**Exercise prompt**
Retype the records word for word. Skip every image.
[[ Exercise data open ]]
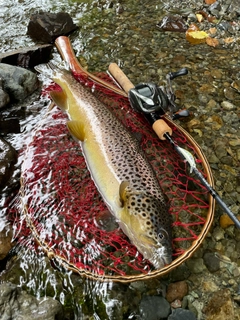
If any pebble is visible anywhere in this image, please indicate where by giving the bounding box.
[203,252,220,272]
[229,139,240,147]
[204,289,235,320]
[221,100,236,111]
[201,279,219,293]
[168,308,197,320]
[231,80,240,92]
[139,295,171,320]
[186,258,207,274]
[171,299,182,308]
[0,227,14,260]
[213,227,225,241]
[166,281,189,303]
[206,99,217,109]
[224,87,240,101]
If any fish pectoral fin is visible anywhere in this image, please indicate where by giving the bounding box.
[119,181,130,204]
[67,120,85,141]
[50,90,68,111]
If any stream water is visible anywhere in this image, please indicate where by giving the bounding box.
[0,0,240,319]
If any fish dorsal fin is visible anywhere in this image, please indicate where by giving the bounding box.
[50,90,68,111]
[119,181,130,204]
[67,120,85,141]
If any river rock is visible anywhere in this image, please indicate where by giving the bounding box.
[203,252,220,272]
[27,12,78,43]
[0,78,10,108]
[0,138,17,190]
[186,258,207,274]
[0,44,53,68]
[0,226,14,260]
[0,282,64,320]
[0,63,39,102]
[166,281,189,303]
[168,308,197,320]
[203,289,235,320]
[156,15,188,32]
[139,295,171,320]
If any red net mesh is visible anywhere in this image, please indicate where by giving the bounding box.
[11,72,212,278]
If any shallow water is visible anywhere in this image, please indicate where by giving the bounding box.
[0,0,240,319]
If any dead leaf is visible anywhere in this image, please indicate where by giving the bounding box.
[206,37,219,47]
[186,29,209,45]
[205,0,216,4]
[187,23,200,32]
[196,13,203,23]
[220,214,240,228]
[209,27,217,35]
[224,37,235,44]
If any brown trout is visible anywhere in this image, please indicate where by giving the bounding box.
[47,64,172,269]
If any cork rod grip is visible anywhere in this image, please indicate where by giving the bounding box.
[108,63,135,93]
[108,63,172,140]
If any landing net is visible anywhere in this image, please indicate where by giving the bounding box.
[11,71,214,282]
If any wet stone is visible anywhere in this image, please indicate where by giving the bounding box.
[166,281,189,303]
[203,252,220,272]
[0,78,10,108]
[231,80,240,92]
[0,63,39,102]
[0,138,17,190]
[27,12,78,43]
[168,308,197,320]
[0,44,53,68]
[211,69,222,79]
[213,227,225,241]
[156,15,188,32]
[204,289,235,320]
[221,100,236,110]
[186,258,207,274]
[224,87,240,101]
[169,263,191,282]
[139,295,171,320]
[0,227,14,260]
[0,282,64,320]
[[ Exercise data closed ]]
**Completed task**
If any pebble is visible anywhere in this image, please indicate where by giving the bounding box.
[203,252,220,272]
[229,139,240,147]
[204,289,235,320]
[221,100,236,111]
[201,279,219,293]
[168,308,197,320]
[231,80,240,92]
[139,295,171,320]
[186,258,207,274]
[171,299,182,308]
[0,227,14,260]
[213,227,225,241]
[166,281,189,303]
[206,99,217,109]
[224,87,240,101]
If any fish pectoral fin is visible anywhere in this image, please indicate where by giving the bounding box.
[119,181,130,204]
[67,120,85,141]
[50,90,68,111]
If any stream water is visible anywhere in this image, please indicate where by giving the bounding box.
[0,0,240,319]
If any fish dorsal fin is visible anywhere in this image, please indicate where by giving the bounding box.
[50,90,68,111]
[119,181,130,204]
[67,120,85,141]
If any river rock is visible anywhere in this image, please indicate where by giving the bounding box.
[203,252,220,272]
[27,12,78,43]
[0,78,10,108]
[0,138,17,190]
[186,258,207,274]
[0,44,53,68]
[0,226,14,260]
[0,282,64,320]
[0,63,39,102]
[166,281,189,303]
[168,308,197,320]
[203,289,235,320]
[156,15,188,32]
[139,295,171,320]
If any red net mesh is visible anywhere in this image, please indicate where by giving the bounding box.
[11,72,212,278]
If any shallow water is visible anywhere in this image, please indicate where by giving the bounding box.
[0,0,240,319]
If any dead leaf is visible anywhere in this image, please indicate where by giving the bounding box.
[206,37,219,47]
[186,29,209,45]
[205,0,216,4]
[187,23,200,32]
[196,13,203,23]
[220,214,240,228]
[209,27,217,35]
[224,37,235,44]
If any brown trout is visible anywhere in this image, please indicate where by giving the bounding box.
[47,64,172,269]
If any cork rod grip is visible anywhere in this image, please indicate where by giving the bounding box.
[108,63,135,93]
[108,63,172,140]
If any landing net is visible anywhere in this image, please indicate where by giving the bounding box.
[11,71,214,282]
If any wet stone is visible anywhere in this image, please indicate where by giving the bounding box.
[166,281,189,303]
[203,252,220,272]
[0,78,10,108]
[231,80,240,92]
[0,63,39,102]
[0,138,17,190]
[27,12,78,43]
[168,308,197,320]
[0,44,53,68]
[211,69,222,79]
[213,227,225,241]
[156,15,188,32]
[204,289,235,320]
[221,100,236,110]
[186,258,207,274]
[224,87,240,101]
[169,263,191,282]
[139,295,171,320]
[0,227,14,260]
[0,282,64,320]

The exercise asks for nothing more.